§ Reading text
Further, U.S. Pat. No. 3,914,902 relates to a turnstile which includes a
turnstile head pivotally mounted on a support for rotation about an axis
defined by the support. A shaft is journaled in the turnstile head and a
hub is keyed to the shaft for the rotation thereof responsive to the
rotation of the hub. Arms carried by the hub radiate therefrom in a
conical formation, and when indexed in the home position, one of the arms
is disposed in a substantially horizontal passage barring position while
the remaining arms are disposed in a substantially vertical position. A
spur gear is keyed to the shaft at the end thereof opposite the end
portion to which the hub is keyed and is in meshed relationship with a
pinion gear which is journaled in the turnstile head and which is provided
with a roller clutch which allows for rotation of the pinion gear in a
single direction only. Three depending roller cams are disposed about the
periphery of the spur gear which is aligned on the shaft so that the
roller cams are substantially radially aligned with the extending arms
carried by the hub.
U.S. Pat. No. 3,383,797 relates to a turnstile utilizing a cam controlled
assembly.
SUMMARY OF THE INVENTION
The present invention provides a safety turnstile suitable for either
clockwise or counter-clockwise rotation, which is resistant to freewheel
spinning, and which may be released easily. In one aspect of the invention
described herein a turnstile is provided which comprises a stator
assembly; a rotor assembly coaxially mounted about the stator assembly for
pivotal motion about the stator assembly; adjustment means to position the
rotor assembly relative to the stator assembly normally to the pivotal
motion, the stator assembly comprising one of: (a) a bearing surface or
(b) at least one drag shoe assembly, the rotor assembly comprising the
other of: (a) at least one drag shoe assembly or (b) a bearing surface,
the adjustment means adapted to be adjusted from a first position in which
the drag shoe assembly is disengaged from the bearing surface to a second
position in which the drag shoe assembly rests against and angularly
engages the bearing surface, whereby in the second position pivotal motion
of the rotor assembly in a first direction of rotation with respect to the
stator assembly is accompanied by sliding engagement of the at least one
drag shoe assembly with the bearing surface and pivotal motion of the
rotor assembly in a second, opposite, direction of rotation with respect
to the stator assembly is accompanied by jamming of the drag shoe assembly
against the bearing surface.

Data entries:

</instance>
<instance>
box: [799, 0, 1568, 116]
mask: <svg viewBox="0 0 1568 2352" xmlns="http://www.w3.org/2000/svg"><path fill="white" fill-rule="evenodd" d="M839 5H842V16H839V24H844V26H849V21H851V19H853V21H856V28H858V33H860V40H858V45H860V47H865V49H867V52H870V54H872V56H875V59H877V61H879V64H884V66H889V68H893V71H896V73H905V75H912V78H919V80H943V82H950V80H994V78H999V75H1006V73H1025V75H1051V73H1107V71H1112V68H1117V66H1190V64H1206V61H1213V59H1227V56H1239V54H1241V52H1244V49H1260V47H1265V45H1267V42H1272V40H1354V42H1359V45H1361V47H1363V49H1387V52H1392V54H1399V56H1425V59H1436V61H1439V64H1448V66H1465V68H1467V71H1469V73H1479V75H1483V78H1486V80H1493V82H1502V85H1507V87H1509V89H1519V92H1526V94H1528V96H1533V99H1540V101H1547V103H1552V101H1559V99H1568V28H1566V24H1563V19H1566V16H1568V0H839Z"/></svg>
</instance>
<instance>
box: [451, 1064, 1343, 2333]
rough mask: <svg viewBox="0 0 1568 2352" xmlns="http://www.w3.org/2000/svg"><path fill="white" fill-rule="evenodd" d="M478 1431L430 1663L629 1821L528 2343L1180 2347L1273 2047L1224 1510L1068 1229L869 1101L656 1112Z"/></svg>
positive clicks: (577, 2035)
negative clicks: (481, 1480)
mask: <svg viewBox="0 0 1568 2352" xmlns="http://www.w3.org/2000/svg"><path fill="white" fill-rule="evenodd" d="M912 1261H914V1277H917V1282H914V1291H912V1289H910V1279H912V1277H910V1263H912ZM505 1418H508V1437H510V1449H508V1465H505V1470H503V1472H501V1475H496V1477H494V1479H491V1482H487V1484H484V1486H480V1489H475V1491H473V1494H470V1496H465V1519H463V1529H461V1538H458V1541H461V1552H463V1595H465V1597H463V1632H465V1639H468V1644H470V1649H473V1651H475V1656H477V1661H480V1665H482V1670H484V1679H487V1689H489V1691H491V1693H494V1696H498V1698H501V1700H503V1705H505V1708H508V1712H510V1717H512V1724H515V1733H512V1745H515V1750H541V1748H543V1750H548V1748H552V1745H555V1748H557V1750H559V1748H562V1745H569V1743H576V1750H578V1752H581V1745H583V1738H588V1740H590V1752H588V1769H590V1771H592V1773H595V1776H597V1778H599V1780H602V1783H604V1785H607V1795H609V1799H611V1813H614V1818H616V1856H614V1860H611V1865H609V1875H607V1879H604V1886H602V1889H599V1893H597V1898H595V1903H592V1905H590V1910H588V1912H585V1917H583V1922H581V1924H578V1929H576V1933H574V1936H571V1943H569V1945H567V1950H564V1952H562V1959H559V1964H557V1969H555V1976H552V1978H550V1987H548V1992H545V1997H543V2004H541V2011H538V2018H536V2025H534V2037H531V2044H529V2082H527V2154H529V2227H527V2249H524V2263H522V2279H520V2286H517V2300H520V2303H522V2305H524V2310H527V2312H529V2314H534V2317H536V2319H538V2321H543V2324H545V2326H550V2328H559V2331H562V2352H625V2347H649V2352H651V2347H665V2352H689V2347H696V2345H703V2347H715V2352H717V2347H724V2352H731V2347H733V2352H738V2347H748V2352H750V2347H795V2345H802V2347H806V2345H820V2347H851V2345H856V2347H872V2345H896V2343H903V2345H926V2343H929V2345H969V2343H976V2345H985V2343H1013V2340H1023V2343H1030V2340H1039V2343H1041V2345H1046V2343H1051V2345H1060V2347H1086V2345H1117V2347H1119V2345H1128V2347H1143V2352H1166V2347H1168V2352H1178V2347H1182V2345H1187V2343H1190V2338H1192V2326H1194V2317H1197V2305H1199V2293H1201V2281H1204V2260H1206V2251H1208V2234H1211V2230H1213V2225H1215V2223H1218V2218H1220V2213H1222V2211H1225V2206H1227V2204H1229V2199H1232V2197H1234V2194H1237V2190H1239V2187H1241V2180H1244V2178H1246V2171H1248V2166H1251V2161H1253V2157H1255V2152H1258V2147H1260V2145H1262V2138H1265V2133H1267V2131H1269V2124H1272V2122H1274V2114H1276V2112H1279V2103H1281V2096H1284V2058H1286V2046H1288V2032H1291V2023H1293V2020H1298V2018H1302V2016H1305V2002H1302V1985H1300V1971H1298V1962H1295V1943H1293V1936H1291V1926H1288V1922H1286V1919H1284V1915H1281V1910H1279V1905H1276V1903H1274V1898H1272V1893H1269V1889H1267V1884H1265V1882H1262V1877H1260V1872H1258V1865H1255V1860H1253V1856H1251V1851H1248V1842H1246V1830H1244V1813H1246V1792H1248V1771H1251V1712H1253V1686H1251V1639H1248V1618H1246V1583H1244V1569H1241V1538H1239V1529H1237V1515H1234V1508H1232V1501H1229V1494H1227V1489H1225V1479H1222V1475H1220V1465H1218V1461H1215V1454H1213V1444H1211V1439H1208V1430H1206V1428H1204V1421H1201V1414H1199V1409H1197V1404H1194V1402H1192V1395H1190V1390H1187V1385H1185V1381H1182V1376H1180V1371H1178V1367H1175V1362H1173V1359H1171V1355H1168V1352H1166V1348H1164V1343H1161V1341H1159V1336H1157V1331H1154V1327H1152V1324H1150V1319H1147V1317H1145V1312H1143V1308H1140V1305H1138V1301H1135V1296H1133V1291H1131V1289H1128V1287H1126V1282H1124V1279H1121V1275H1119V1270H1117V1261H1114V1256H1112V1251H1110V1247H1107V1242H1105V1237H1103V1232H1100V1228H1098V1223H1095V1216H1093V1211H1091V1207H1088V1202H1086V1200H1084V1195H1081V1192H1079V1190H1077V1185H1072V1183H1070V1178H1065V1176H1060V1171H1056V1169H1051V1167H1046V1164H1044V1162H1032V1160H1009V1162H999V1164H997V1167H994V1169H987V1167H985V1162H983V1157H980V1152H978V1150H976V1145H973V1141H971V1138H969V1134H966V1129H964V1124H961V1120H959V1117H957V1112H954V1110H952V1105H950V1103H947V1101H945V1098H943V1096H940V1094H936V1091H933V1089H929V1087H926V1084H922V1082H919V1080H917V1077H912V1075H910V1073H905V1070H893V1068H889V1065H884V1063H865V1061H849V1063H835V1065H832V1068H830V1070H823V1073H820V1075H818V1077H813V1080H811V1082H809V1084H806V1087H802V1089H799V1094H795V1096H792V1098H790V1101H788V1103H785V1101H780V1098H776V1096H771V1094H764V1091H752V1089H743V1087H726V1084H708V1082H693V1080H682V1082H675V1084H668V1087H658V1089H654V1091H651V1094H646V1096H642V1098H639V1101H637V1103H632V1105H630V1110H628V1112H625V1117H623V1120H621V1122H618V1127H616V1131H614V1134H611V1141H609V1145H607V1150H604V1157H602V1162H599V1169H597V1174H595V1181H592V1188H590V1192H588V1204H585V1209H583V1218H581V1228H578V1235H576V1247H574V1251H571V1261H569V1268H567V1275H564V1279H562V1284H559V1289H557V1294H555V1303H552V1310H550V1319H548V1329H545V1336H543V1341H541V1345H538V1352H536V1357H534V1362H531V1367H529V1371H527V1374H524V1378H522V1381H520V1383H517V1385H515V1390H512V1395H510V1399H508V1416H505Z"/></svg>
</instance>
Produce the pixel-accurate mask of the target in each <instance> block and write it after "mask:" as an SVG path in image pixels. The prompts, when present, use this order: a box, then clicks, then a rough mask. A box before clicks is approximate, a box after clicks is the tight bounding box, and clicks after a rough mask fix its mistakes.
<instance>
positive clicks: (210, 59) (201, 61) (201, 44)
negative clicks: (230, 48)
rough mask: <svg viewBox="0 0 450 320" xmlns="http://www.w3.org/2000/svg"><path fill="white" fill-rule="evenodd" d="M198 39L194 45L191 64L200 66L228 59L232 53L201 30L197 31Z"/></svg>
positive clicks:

§ Problems to work on
1 - In the entries, rename "rough mask" to "coarse mask" throughout the stretch from their first line through the line containing "positive clicks: (577, 2035)", and write out that stretch again with nothing else changed.
2 - Extend the turnstile patent text past its last sentence.
These entries have no connection to the turnstile patent text.

§ Expected results
1 -
</instance>
<instance>
box: [799, 0, 1568, 116]
mask: <svg viewBox="0 0 1568 2352" xmlns="http://www.w3.org/2000/svg"><path fill="white" fill-rule="evenodd" d="M839 5H842V16H839V24H844V26H849V21H851V19H853V21H856V28H858V33H860V40H858V45H860V47H865V49H867V52H870V54H872V56H875V59H877V61H879V64H884V66H889V68H893V71H896V73H905V75H912V78H919V80H943V82H950V80H994V78H999V75H1006V73H1025V75H1051V73H1107V71H1112V68H1117V66H1190V64H1206V61H1213V59H1227V56H1239V54H1241V52H1244V49H1260V47H1265V45H1267V42H1272V40H1354V42H1359V45H1361V47H1363V49H1387V52H1392V54H1399V56H1425V59H1436V61H1439V64H1448V66H1465V68H1467V71H1469V73H1479V75H1483V78H1486V80H1493V82H1502V85H1507V87H1509V89H1519V92H1526V94H1528V96H1533V99H1540V101H1547V103H1552V101H1559V99H1568V28H1566V24H1563V19H1566V16H1568V0H839Z"/></svg>
</instance>
<instance>
box: [451, 1064, 1343, 2333]
coarse mask: <svg viewBox="0 0 1568 2352" xmlns="http://www.w3.org/2000/svg"><path fill="white" fill-rule="evenodd" d="M478 1431L430 1663L629 1821L528 2343L1180 2347L1273 2047L1224 1510L1068 1229L869 1101L656 1112Z"/></svg>
positive clicks: (577, 2035)

2 -
In a further aspect of the invention the turnstile comprises a quick
release mechanism wherein the quick release mechanism comprises a quick
release wrench and a gripping means, such as a threaded bolt of the
turnstile adjustment means having a through hole, whereby a cylindrical
shaft of the quick release wrench is introduced through the through hole
to facilitate loosening of the threaded bolt.
BRIEF DESCRIPTION OF DRAWINGS
FIG. 1 is a perspective general view of a turnstile according to the
present invention;
FIG. 2 is a cross-sectional view of the turnstile of FIG. 1;
FIG. 2a is a cross-sectional view of the second embodiment;
FIG. 2b is a side view of the second embodiment;
FIG. 3 is a perpendicular view of the internal assembly of FIG. 2 showing a
drag shoe assembly of the present invention in a disengaged position.
FIG. 4 shows the drag shoe assembly of FIG. 3 in a position in which it is
engaged to permit clockwise rotation of the turnstile.
FIG. 5 is a partially sectioned plan view of the internal assembly of the
turnstile of FIGS. 1, 2, and 4.
FIG. 6 shows a second embodiment of the turnstile of FIG. 2.
DETAILED DESCRIPTION OF THE BEST MODE FOR CARRYING OUT THE INVENTION
As shown in FIG. 1, a turnstile assembly is shown generally as 2. It
comprises a stator assembly 4, which is by definition stationary, and a
rotor assembly 6 mounted coaxially with, and for pivotal motion, or
rotation, about, the stator assembly 4. Also shown in FIG. 1 are a pillar
8, floor mounting means 10, and a turnstile housing 12 comprising an upper
shell 13, and a lower shell 14.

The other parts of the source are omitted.